Copy word for word the portion of the opinion text that begins at the words "Reversed June 3, 1965." and stops after "and LUSK, Justices.".

Source text:
--
UPRR Co. v. Tax CommissionAnnotate this Case
240 Or. 628 (1965)
402 P.2d 519
UNION PACIFIC RAILROAD COMPANY ET AL v. STATE TAX COMMISSION
Supreme Court of Oregon.
Argued December 8, 1964.
Reversed June 3, 1965.
Petition for rehearing denied June 29, 1965.
*629 Alfred B. Thomas, Salem, argued the cause for appellant. With him on the briefs were Robert Y. Thornton, Attorney General, and Theodore W. deLooze, Assistant Attorney General, Salem.
Samuel B. Stewart, Portland, argued the cause for respondents. With him on the briefs were Randall B. Kester, John R. Hay, Edward L. Epstein, and Rockwood, Davies, Biggs, Strayer and Stoel, Portland.
Before PERRY, Presiding Justice, and SLOAN, O'CONNELL, GOODWIN, DENECKE and LUSK, Justices.
The Tax Commission appeals from a decision of the Tax Court which construed ORS 317.074 as applied to the tax years 1956, 1957, and 1958 and granted refunds to a group of similarly situated railroads. The several cases are consolidated here as they were below. The Tax Court decision is reported in 1 OTR Adv Sh 527 (1964).
All the taxpayers were centrally assessed corporations engaged as common carriers in interstate and intrastate commerce. During the years in question the taxpayers were required to compute their net income for Oregon excise tax purposes according to the provisions of ORS 317.074. The controversy in this case involves only the treatment of interest which may have been deductible as an expense. The Commission's denial of the right to deduct interest was the equivalent of allocating to Oregon income interest which the taxpayers contend should not have been so allocated.
Prior to 1955, centrally assessed corporations (utilities and carriers) were not subject to the corporation *630 excise tax. The statute which in 1955 subjected such taxpayers to a transitional form of the corporation excise tax provided that the State Tax Commission could, by regulation, make rules for the allocation of income. (This scheme was terminated in 1959, and is no longer in force in exactly the same manner that it was during the tax years now under consideration.)
The railroads contend that the Commission's pre-existing regulations with reference to interest were not intended to be applicable under the 1955 statute, and that the Commission exceeded its authority when it applied to these taxpayers a regulation which required them to recompute their interest income and expense.
The regulation, which covered all taxpayers subject to the corporation excise tax, provided:"* * * Corporations using the apportionment method must include in apportionable income interest received to the extent of the deduction for interest paid * * *." Reg. 7.180 (1) (B), Personal Income and Corporation Income and Excise Tax Laws and Regulations (Oregon State Tax Commission, 1955).
--
[Location identification entries]
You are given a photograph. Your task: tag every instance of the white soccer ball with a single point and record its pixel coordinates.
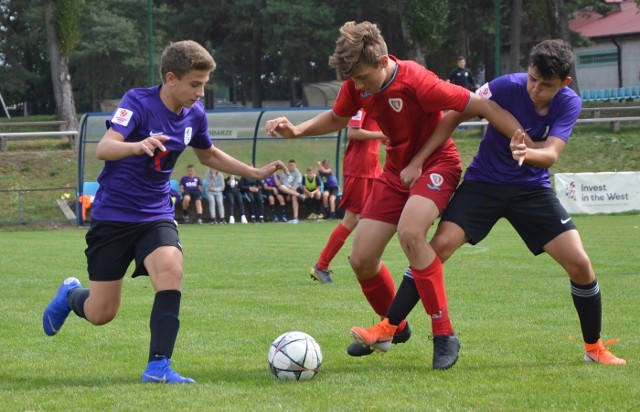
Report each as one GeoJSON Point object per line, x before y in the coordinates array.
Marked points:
{"type": "Point", "coordinates": [295, 356]}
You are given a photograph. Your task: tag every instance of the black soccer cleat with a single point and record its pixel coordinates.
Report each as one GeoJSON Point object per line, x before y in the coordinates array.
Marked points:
{"type": "Point", "coordinates": [445, 351]}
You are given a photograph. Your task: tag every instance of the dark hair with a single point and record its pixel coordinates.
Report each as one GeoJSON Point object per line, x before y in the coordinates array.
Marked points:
{"type": "Point", "coordinates": [552, 58]}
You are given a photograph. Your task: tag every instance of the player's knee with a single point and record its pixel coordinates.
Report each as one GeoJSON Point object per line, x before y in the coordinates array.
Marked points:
{"type": "Point", "coordinates": [410, 237]}
{"type": "Point", "coordinates": [103, 316]}
{"type": "Point", "coordinates": [580, 270]}
{"type": "Point", "coordinates": [361, 265]}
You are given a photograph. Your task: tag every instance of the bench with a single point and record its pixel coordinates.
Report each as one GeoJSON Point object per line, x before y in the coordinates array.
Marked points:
{"type": "Point", "coordinates": [4, 136]}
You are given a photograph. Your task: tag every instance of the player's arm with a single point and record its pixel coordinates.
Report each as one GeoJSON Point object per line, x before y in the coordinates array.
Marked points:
{"type": "Point", "coordinates": [499, 118]}
{"type": "Point", "coordinates": [544, 155]}
{"type": "Point", "coordinates": [113, 147]}
{"type": "Point", "coordinates": [324, 123]}
{"type": "Point", "coordinates": [358, 133]}
{"type": "Point", "coordinates": [217, 159]}
{"type": "Point", "coordinates": [440, 134]}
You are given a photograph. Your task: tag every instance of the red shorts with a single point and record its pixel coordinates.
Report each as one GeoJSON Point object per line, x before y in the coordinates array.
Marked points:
{"type": "Point", "coordinates": [389, 195]}
{"type": "Point", "coordinates": [355, 193]}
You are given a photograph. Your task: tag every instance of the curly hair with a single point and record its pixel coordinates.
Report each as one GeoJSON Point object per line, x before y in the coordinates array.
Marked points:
{"type": "Point", "coordinates": [183, 56]}
{"type": "Point", "coordinates": [358, 44]}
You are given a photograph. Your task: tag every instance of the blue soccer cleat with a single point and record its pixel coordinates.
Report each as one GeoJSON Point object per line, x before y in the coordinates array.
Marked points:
{"type": "Point", "coordinates": [57, 311]}
{"type": "Point", "coordinates": [160, 371]}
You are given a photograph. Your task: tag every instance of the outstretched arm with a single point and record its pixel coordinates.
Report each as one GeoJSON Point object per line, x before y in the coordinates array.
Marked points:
{"type": "Point", "coordinates": [217, 159]}
{"type": "Point", "coordinates": [113, 147]}
{"type": "Point", "coordinates": [544, 155]}
{"type": "Point", "coordinates": [358, 133]}
{"type": "Point", "coordinates": [324, 123]}
{"type": "Point", "coordinates": [441, 133]}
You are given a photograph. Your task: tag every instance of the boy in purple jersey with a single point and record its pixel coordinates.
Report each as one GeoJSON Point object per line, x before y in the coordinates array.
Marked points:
{"type": "Point", "coordinates": [133, 213]}
{"type": "Point", "coordinates": [510, 179]}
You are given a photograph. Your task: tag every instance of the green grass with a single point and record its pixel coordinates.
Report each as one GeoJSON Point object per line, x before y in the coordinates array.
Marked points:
{"type": "Point", "coordinates": [246, 284]}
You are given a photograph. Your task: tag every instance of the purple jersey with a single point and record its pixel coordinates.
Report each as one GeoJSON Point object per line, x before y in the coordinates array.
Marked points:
{"type": "Point", "coordinates": [136, 188]}
{"type": "Point", "coordinates": [493, 163]}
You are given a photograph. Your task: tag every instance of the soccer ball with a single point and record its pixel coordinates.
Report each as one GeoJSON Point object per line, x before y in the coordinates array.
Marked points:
{"type": "Point", "coordinates": [295, 356]}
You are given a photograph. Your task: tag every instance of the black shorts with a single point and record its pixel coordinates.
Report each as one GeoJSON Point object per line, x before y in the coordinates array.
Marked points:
{"type": "Point", "coordinates": [193, 194]}
{"type": "Point", "coordinates": [112, 246]}
{"type": "Point", "coordinates": [333, 191]}
{"type": "Point", "coordinates": [534, 212]}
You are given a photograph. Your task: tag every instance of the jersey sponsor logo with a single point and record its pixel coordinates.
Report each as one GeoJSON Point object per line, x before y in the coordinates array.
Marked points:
{"type": "Point", "coordinates": [121, 116]}
{"type": "Point", "coordinates": [436, 181]}
{"type": "Point", "coordinates": [396, 104]}
{"type": "Point", "coordinates": [484, 91]}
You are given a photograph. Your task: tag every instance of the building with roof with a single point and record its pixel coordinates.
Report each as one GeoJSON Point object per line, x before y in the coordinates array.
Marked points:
{"type": "Point", "coordinates": [612, 60]}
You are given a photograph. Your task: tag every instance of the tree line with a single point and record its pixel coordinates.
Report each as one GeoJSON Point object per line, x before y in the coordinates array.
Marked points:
{"type": "Point", "coordinates": [63, 56]}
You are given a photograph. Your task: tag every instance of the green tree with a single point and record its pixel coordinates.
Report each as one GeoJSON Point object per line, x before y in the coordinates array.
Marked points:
{"type": "Point", "coordinates": [25, 75]}
{"type": "Point", "coordinates": [61, 23]}
{"type": "Point", "coordinates": [112, 55]}
{"type": "Point", "coordinates": [301, 34]}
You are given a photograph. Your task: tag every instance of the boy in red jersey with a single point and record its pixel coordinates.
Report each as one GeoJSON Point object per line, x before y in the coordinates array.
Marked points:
{"type": "Point", "coordinates": [361, 166]}
{"type": "Point", "coordinates": [407, 102]}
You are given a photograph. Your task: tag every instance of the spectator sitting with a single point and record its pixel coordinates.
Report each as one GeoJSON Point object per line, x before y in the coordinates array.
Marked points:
{"type": "Point", "coordinates": [252, 193]}
{"type": "Point", "coordinates": [191, 188]}
{"type": "Point", "coordinates": [330, 193]}
{"type": "Point", "coordinates": [312, 192]}
{"type": "Point", "coordinates": [270, 189]}
{"type": "Point", "coordinates": [214, 190]}
{"type": "Point", "coordinates": [291, 187]}
{"type": "Point", "coordinates": [234, 196]}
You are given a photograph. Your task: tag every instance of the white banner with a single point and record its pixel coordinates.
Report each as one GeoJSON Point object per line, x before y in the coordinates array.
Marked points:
{"type": "Point", "coordinates": [606, 192]}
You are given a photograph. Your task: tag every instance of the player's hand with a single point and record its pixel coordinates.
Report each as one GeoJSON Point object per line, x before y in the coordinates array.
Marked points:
{"type": "Point", "coordinates": [270, 168]}
{"type": "Point", "coordinates": [518, 147]}
{"type": "Point", "coordinates": [150, 144]}
{"type": "Point", "coordinates": [281, 126]}
{"type": "Point", "coordinates": [410, 174]}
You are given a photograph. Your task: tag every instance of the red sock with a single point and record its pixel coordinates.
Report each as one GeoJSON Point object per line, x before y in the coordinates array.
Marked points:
{"type": "Point", "coordinates": [430, 284]}
{"type": "Point", "coordinates": [379, 290]}
{"type": "Point", "coordinates": [333, 246]}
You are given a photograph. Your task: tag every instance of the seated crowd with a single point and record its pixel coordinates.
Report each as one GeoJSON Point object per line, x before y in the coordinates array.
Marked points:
{"type": "Point", "coordinates": [281, 196]}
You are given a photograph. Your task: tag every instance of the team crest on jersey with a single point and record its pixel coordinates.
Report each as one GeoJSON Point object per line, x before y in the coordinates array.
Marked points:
{"type": "Point", "coordinates": [187, 135]}
{"type": "Point", "coordinates": [484, 91]}
{"type": "Point", "coordinates": [396, 104]}
{"type": "Point", "coordinates": [436, 181]}
{"type": "Point", "coordinates": [121, 116]}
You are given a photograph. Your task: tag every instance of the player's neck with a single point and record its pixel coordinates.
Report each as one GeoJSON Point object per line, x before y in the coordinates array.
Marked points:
{"type": "Point", "coordinates": [169, 102]}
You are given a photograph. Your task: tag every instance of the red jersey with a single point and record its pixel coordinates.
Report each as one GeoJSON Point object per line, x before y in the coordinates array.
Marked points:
{"type": "Point", "coordinates": [407, 110]}
{"type": "Point", "coordinates": [361, 159]}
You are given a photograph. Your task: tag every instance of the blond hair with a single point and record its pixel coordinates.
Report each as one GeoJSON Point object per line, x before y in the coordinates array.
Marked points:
{"type": "Point", "coordinates": [181, 57]}
{"type": "Point", "coordinates": [358, 44]}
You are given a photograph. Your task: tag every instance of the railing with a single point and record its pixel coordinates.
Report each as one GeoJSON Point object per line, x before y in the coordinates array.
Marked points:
{"type": "Point", "coordinates": [21, 206]}
{"type": "Point", "coordinates": [4, 136]}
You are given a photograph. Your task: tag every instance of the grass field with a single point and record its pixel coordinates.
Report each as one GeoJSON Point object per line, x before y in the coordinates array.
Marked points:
{"type": "Point", "coordinates": [246, 284]}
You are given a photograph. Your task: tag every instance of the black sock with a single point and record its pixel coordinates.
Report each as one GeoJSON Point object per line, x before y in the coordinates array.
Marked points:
{"type": "Point", "coordinates": [588, 303]}
{"type": "Point", "coordinates": [76, 300]}
{"type": "Point", "coordinates": [406, 299]}
{"type": "Point", "coordinates": [164, 324]}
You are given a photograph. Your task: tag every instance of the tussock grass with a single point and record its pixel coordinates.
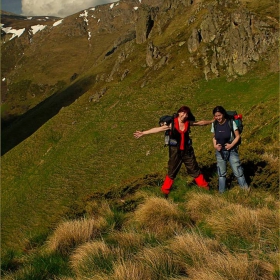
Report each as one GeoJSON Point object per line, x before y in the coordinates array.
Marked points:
{"type": "Point", "coordinates": [159, 216]}
{"type": "Point", "coordinates": [231, 266]}
{"type": "Point", "coordinates": [201, 205]}
{"type": "Point", "coordinates": [246, 224]}
{"type": "Point", "coordinates": [130, 270]}
{"type": "Point", "coordinates": [193, 249]}
{"type": "Point", "coordinates": [130, 242]}
{"type": "Point", "coordinates": [159, 263]}
{"type": "Point", "coordinates": [93, 258]}
{"type": "Point", "coordinates": [69, 234]}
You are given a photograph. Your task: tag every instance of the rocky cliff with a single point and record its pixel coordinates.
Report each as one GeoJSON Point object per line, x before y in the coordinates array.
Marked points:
{"type": "Point", "coordinates": [216, 38]}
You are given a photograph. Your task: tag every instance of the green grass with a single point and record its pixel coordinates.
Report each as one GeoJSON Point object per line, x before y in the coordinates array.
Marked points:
{"type": "Point", "coordinates": [86, 151]}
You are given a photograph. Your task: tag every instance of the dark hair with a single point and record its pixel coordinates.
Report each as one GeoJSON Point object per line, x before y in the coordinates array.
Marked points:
{"type": "Point", "coordinates": [222, 110]}
{"type": "Point", "coordinates": [187, 110]}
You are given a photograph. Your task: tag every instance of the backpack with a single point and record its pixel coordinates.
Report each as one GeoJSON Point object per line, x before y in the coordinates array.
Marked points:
{"type": "Point", "coordinates": [167, 120]}
{"type": "Point", "coordinates": [233, 117]}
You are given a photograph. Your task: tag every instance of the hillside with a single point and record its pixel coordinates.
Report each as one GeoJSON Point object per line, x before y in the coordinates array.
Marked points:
{"type": "Point", "coordinates": [68, 139]}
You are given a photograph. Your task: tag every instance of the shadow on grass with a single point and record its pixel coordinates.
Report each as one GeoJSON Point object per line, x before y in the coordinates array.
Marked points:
{"type": "Point", "coordinates": [24, 126]}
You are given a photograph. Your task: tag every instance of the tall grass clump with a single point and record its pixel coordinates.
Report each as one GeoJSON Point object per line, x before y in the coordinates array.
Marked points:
{"type": "Point", "coordinates": [93, 258]}
{"type": "Point", "coordinates": [128, 270]}
{"type": "Point", "coordinates": [129, 242]}
{"type": "Point", "coordinates": [200, 205]}
{"type": "Point", "coordinates": [231, 267]}
{"type": "Point", "coordinates": [69, 234]}
{"type": "Point", "coordinates": [193, 250]}
{"type": "Point", "coordinates": [159, 263]}
{"type": "Point", "coordinates": [159, 217]}
{"type": "Point", "coordinates": [204, 258]}
{"type": "Point", "coordinates": [253, 227]}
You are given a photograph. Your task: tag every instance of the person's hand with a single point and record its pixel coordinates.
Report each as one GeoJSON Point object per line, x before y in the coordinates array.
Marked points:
{"type": "Point", "coordinates": [138, 134]}
{"type": "Point", "coordinates": [228, 146]}
{"type": "Point", "coordinates": [218, 147]}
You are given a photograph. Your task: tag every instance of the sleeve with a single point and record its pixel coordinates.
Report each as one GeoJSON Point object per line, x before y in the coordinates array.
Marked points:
{"type": "Point", "coordinates": [234, 126]}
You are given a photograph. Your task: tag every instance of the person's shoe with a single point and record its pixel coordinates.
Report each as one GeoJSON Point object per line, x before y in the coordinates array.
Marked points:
{"type": "Point", "coordinates": [201, 182]}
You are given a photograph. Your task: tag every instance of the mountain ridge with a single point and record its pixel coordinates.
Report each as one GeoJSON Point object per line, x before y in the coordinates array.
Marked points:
{"type": "Point", "coordinates": [83, 99]}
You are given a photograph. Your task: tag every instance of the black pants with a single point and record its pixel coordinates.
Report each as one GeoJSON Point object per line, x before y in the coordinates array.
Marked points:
{"type": "Point", "coordinates": [177, 157]}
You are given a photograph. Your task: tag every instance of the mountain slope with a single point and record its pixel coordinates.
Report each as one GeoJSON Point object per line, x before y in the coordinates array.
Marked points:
{"type": "Point", "coordinates": [80, 138]}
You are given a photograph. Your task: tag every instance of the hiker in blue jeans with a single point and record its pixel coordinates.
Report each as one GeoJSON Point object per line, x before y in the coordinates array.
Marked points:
{"type": "Point", "coordinates": [225, 140]}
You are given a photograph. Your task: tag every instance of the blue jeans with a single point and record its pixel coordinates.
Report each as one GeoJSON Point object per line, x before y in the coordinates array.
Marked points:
{"type": "Point", "coordinates": [232, 156]}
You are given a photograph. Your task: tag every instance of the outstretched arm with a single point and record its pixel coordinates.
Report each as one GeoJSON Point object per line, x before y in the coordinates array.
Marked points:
{"type": "Point", "coordinates": [138, 133]}
{"type": "Point", "coordinates": [201, 123]}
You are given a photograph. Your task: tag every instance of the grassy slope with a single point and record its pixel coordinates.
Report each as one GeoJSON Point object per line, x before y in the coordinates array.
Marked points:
{"type": "Point", "coordinates": [89, 147]}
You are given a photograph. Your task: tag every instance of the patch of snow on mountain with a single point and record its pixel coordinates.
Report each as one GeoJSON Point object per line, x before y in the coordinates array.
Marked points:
{"type": "Point", "coordinates": [58, 22]}
{"type": "Point", "coordinates": [15, 32]}
{"type": "Point", "coordinates": [84, 15]}
{"type": "Point", "coordinates": [37, 28]}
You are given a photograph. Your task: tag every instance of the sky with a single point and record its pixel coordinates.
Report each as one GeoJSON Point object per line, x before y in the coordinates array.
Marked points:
{"type": "Point", "coordinates": [59, 8]}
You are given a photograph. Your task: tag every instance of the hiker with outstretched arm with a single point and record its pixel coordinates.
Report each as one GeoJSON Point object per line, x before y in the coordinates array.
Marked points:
{"type": "Point", "coordinates": [226, 138]}
{"type": "Point", "coordinates": [180, 147]}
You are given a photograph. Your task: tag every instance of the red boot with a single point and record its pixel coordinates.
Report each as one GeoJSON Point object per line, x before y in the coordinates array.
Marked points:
{"type": "Point", "coordinates": [200, 181]}
{"type": "Point", "coordinates": [167, 184]}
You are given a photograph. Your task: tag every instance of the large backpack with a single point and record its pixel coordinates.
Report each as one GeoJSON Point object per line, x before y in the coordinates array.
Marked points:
{"type": "Point", "coordinates": [233, 117]}
{"type": "Point", "coordinates": [167, 120]}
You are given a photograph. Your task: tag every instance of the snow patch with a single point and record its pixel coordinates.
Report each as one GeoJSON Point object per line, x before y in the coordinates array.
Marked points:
{"type": "Point", "coordinates": [58, 22]}
{"type": "Point", "coordinates": [15, 32]}
{"type": "Point", "coordinates": [37, 28]}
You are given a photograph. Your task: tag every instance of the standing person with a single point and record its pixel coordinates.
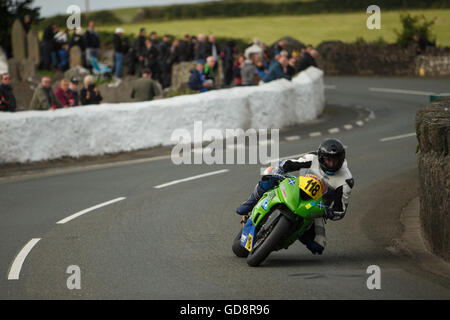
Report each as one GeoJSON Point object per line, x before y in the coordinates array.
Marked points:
{"type": "Point", "coordinates": [47, 45]}
{"type": "Point", "coordinates": [64, 95]}
{"type": "Point", "coordinates": [90, 94]}
{"type": "Point", "coordinates": [74, 89]}
{"type": "Point", "coordinates": [150, 55]}
{"type": "Point", "coordinates": [208, 71]}
{"type": "Point", "coordinates": [136, 58]}
{"type": "Point", "coordinates": [248, 71]}
{"type": "Point", "coordinates": [201, 48]}
{"type": "Point", "coordinates": [174, 57]}
{"type": "Point", "coordinates": [260, 69]}
{"type": "Point", "coordinates": [254, 48]}
{"type": "Point", "coordinates": [7, 98]}
{"type": "Point", "coordinates": [145, 88]}
{"type": "Point", "coordinates": [164, 54]}
{"type": "Point", "coordinates": [308, 59]}
{"type": "Point", "coordinates": [197, 79]}
{"type": "Point", "coordinates": [277, 70]}
{"type": "Point", "coordinates": [26, 23]}
{"type": "Point", "coordinates": [229, 53]}
{"type": "Point", "coordinates": [185, 49]}
{"type": "Point", "coordinates": [154, 39]}
{"type": "Point", "coordinates": [43, 97]}
{"type": "Point", "coordinates": [92, 43]}
{"type": "Point", "coordinates": [237, 65]}
{"type": "Point", "coordinates": [213, 49]}
{"type": "Point", "coordinates": [119, 51]}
--
Response to this task:
Reversed June 3, 1965.
Petition for rehearing denied June 29, 1965.
*629 Alfred B. Thomas, Salem, argued the cause for appellant. With him on the briefs were Robert Y. Thornton, Attorney General, and Theodore W. deLooze, Assistant Attorney General, Salem.
Samuel B. Stewart, Portland, argued the cause for respondents. With him on the briefs were Randall B. Kester, John R. Hay, Edward L. Epstein, and Rockwood, Davies, Biggs, Strayer and Stoel, Portland.
Before PERRY, Presiding Justice, and SLOAN, O'CONNELL, GOODWIN, DENECKE and LUSK, Justices.